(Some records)
####################

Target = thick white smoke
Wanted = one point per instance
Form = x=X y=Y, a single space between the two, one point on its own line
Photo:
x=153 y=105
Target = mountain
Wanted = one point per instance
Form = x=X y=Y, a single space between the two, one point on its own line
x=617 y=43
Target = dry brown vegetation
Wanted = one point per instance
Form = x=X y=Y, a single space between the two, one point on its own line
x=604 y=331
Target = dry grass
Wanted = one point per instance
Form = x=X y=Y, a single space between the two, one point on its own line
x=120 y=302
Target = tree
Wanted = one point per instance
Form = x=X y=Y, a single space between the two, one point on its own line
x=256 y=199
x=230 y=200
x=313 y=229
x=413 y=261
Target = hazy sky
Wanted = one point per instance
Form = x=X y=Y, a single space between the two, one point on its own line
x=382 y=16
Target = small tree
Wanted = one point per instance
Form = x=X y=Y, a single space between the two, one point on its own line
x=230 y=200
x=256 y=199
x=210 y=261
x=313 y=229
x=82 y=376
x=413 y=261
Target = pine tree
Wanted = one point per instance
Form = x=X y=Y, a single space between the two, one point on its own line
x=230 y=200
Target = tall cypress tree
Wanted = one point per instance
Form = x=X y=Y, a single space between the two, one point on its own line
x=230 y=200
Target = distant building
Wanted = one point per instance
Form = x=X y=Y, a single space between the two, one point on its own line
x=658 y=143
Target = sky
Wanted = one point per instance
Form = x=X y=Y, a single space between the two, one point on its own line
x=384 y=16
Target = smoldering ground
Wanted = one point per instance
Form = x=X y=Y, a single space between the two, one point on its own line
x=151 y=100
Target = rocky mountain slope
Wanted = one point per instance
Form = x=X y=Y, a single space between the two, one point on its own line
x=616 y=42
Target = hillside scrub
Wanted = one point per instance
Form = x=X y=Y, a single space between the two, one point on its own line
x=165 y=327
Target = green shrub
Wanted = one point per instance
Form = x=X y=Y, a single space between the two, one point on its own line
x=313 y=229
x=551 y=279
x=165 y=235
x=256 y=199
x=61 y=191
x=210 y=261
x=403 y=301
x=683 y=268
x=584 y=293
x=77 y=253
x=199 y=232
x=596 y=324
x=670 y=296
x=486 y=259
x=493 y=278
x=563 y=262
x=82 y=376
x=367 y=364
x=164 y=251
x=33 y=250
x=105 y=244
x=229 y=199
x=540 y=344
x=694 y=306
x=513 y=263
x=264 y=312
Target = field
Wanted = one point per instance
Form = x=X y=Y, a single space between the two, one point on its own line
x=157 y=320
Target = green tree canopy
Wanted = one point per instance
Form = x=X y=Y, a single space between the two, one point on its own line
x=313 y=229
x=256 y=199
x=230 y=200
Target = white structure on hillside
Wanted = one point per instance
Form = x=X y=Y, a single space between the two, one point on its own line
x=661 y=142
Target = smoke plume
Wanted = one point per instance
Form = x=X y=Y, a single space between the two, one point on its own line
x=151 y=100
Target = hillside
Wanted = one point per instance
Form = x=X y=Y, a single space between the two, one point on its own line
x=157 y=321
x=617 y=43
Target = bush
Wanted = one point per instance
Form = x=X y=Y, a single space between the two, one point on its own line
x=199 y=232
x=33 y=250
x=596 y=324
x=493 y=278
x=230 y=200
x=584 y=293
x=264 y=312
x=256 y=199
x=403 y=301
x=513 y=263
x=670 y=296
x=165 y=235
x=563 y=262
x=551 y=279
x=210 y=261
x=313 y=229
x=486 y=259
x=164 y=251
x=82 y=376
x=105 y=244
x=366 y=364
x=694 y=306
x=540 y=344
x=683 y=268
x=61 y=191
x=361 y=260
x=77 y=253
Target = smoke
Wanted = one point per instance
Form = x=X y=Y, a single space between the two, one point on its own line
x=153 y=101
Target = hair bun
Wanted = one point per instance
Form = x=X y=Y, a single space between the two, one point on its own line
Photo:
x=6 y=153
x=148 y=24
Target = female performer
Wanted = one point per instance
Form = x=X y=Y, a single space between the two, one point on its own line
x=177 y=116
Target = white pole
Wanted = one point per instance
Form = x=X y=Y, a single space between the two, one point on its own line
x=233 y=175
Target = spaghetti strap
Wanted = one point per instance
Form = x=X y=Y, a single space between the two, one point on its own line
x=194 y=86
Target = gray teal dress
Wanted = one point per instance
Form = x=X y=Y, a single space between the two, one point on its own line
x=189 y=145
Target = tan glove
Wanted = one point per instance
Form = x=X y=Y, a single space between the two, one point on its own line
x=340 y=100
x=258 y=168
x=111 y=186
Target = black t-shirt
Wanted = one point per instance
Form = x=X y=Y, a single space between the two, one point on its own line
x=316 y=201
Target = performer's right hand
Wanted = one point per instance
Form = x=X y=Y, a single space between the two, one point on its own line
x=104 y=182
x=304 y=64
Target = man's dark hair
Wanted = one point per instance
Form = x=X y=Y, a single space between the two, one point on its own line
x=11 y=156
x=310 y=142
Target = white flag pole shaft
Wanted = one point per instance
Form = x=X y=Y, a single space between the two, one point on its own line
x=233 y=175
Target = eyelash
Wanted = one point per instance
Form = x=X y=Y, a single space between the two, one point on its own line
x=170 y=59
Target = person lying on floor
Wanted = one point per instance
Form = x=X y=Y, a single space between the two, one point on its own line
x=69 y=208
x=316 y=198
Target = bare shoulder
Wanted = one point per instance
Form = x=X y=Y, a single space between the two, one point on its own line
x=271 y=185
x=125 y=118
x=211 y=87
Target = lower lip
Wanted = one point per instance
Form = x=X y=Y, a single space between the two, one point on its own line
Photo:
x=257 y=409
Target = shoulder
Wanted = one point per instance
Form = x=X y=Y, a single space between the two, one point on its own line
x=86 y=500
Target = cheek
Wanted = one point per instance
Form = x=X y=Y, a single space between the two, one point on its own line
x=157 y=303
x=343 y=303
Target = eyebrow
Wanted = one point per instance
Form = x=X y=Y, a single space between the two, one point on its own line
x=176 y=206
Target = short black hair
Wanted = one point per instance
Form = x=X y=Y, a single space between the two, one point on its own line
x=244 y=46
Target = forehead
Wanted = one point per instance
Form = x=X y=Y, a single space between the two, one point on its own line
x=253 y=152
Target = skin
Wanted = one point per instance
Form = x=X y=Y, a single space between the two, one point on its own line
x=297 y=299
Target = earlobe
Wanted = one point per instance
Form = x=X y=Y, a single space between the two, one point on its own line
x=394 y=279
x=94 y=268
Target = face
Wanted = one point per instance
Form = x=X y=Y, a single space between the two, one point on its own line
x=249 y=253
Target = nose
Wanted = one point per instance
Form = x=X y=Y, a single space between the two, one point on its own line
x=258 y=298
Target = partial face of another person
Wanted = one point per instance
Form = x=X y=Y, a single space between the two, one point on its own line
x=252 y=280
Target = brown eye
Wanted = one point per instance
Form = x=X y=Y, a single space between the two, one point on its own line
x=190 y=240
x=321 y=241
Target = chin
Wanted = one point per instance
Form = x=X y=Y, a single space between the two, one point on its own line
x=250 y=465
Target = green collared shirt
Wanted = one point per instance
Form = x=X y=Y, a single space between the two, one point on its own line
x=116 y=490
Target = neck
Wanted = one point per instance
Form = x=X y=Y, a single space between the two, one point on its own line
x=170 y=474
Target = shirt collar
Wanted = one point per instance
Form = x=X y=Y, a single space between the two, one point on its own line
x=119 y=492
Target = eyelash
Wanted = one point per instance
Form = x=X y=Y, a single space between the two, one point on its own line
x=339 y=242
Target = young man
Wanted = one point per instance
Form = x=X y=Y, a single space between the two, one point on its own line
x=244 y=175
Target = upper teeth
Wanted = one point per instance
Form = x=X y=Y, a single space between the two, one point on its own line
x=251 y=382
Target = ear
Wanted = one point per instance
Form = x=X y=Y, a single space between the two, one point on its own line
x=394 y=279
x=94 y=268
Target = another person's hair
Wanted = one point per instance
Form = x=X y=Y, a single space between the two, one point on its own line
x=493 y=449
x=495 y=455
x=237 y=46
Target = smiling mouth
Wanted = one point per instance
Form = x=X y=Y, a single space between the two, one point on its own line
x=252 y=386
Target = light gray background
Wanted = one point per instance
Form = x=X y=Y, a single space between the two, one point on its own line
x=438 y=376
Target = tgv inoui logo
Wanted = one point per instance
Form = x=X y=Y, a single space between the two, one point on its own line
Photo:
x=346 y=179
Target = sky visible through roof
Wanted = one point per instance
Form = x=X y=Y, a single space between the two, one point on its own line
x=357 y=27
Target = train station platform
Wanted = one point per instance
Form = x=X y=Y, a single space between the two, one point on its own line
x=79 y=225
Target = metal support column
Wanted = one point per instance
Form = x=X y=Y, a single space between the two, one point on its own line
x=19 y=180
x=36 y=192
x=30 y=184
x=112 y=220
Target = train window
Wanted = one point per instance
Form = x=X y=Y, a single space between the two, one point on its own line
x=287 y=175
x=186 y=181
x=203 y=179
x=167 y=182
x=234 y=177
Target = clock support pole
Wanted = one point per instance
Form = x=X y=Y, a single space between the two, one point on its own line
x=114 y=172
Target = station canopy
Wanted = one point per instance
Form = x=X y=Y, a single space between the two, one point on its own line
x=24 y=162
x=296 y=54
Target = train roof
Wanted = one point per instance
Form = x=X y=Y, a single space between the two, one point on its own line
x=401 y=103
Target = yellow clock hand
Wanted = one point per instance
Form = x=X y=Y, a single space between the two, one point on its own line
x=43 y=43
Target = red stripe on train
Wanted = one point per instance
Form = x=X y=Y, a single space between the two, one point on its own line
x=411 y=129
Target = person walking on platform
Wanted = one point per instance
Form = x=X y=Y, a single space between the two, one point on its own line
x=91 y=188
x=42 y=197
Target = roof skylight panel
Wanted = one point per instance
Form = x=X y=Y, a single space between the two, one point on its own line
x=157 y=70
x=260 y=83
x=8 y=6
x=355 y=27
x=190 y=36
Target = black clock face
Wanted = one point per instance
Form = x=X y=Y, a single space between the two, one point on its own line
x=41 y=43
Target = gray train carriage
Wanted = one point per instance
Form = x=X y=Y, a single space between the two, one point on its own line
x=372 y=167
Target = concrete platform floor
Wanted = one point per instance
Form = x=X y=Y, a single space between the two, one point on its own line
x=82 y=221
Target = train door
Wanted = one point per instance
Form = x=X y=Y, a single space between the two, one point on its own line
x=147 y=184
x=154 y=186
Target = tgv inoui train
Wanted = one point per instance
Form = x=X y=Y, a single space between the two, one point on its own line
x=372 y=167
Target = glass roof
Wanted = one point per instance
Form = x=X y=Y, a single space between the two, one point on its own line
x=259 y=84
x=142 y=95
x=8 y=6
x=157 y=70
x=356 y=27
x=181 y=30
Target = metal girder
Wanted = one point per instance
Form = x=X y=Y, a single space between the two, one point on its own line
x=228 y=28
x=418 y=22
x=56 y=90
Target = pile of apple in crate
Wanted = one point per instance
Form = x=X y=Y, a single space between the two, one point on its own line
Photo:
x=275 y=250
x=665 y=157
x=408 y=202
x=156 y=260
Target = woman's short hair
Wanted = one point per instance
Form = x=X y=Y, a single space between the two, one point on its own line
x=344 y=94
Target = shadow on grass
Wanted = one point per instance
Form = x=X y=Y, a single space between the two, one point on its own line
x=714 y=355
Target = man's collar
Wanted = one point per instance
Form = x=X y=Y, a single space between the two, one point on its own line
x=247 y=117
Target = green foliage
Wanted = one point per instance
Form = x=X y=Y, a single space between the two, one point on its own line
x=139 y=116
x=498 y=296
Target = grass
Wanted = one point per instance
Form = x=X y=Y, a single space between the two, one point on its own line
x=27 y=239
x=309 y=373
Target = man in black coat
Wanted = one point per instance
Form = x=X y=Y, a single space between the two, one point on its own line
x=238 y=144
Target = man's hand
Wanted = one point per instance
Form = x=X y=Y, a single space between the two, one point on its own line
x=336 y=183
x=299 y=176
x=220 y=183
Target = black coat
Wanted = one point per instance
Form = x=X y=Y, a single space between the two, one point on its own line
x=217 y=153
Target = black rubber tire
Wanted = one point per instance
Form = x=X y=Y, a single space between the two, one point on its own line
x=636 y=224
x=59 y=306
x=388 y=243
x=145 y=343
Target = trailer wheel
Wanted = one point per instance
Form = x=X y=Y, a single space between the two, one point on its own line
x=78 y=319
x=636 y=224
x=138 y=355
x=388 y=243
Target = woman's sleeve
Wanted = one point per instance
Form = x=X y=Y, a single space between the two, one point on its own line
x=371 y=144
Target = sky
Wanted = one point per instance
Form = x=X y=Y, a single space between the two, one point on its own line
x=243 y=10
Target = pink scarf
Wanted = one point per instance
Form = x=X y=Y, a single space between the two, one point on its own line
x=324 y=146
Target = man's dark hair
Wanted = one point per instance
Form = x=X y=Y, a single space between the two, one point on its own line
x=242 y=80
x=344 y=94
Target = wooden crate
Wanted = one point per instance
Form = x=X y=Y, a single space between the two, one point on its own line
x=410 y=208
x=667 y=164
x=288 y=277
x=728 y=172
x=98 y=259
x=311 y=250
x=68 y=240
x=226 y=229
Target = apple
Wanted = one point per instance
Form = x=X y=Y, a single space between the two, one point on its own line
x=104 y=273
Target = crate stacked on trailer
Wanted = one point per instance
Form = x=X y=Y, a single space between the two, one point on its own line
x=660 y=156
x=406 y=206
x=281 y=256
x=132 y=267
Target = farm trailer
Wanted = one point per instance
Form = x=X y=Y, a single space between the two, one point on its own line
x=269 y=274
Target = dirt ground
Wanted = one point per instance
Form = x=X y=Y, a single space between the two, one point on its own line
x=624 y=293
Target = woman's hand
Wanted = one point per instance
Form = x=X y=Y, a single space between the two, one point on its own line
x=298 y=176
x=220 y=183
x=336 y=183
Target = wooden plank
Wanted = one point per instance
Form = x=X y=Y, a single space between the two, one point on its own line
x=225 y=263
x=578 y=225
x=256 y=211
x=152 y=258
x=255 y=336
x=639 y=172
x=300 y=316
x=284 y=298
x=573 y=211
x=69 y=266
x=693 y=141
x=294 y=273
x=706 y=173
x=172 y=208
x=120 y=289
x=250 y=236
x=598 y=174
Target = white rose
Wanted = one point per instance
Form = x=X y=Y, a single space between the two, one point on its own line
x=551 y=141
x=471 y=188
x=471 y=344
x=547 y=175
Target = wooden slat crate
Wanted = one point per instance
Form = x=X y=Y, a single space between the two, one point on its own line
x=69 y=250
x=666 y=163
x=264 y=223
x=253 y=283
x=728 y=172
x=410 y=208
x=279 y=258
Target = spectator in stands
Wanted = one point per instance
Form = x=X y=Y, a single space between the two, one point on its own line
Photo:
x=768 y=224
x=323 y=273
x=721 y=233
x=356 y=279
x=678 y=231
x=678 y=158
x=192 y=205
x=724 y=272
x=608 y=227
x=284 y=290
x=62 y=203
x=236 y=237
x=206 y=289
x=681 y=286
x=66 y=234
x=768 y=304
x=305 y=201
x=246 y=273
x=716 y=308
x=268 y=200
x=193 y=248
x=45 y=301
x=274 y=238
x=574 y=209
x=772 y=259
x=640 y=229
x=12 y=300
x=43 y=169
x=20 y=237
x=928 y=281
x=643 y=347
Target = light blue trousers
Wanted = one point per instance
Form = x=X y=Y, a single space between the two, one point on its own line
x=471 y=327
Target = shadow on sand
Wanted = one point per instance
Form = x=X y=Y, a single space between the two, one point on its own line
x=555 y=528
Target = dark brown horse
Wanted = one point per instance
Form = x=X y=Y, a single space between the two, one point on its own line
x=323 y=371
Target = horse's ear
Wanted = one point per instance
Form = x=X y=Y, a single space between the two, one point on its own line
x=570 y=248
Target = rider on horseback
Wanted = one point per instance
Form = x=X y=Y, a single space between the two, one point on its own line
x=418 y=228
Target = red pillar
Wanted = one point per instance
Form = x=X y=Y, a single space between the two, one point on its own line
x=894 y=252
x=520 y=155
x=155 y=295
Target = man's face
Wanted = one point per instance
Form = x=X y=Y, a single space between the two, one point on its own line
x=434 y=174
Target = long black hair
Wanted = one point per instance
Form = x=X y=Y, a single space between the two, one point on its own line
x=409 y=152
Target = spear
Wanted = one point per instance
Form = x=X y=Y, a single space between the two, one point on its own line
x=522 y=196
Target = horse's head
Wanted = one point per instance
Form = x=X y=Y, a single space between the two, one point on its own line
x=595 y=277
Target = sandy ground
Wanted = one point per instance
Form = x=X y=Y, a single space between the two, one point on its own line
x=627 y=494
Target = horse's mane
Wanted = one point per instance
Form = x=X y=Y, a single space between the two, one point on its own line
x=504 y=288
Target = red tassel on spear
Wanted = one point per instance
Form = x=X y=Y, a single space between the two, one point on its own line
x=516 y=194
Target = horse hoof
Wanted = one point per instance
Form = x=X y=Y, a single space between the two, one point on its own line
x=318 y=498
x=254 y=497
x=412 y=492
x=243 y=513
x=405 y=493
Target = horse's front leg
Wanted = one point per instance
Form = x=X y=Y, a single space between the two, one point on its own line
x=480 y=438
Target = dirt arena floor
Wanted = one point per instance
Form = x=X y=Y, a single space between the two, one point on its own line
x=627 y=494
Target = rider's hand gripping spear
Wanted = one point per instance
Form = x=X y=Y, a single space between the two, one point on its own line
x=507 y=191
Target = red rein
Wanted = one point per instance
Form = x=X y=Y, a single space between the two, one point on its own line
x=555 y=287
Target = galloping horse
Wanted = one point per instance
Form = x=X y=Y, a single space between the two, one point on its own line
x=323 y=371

####################

[SET PROBLEM]: Put the lines starting at the line that contains "Target = dry brown vegetation" and ending at the line that contains "x=120 y=302" into a Markdown table with the columns n and Line. Number each row and leave out any blank lines.

[RESPONSE TO THE TASK]:
| n | Line |
|---|---|
| 1 | Target = dry brown vegetation |
| 2 | Wanted = one point per instance |
| 3 | Form = x=X y=Y, a single space between the two, one point on its own line |
| 4 | x=604 y=331 |
| 5 | Target = dry grass |
| 6 | Wanted = one point per instance |
| 7 | Form = x=X y=Y, a single space between the two, one point on its own line |
| 8 | x=120 y=302 |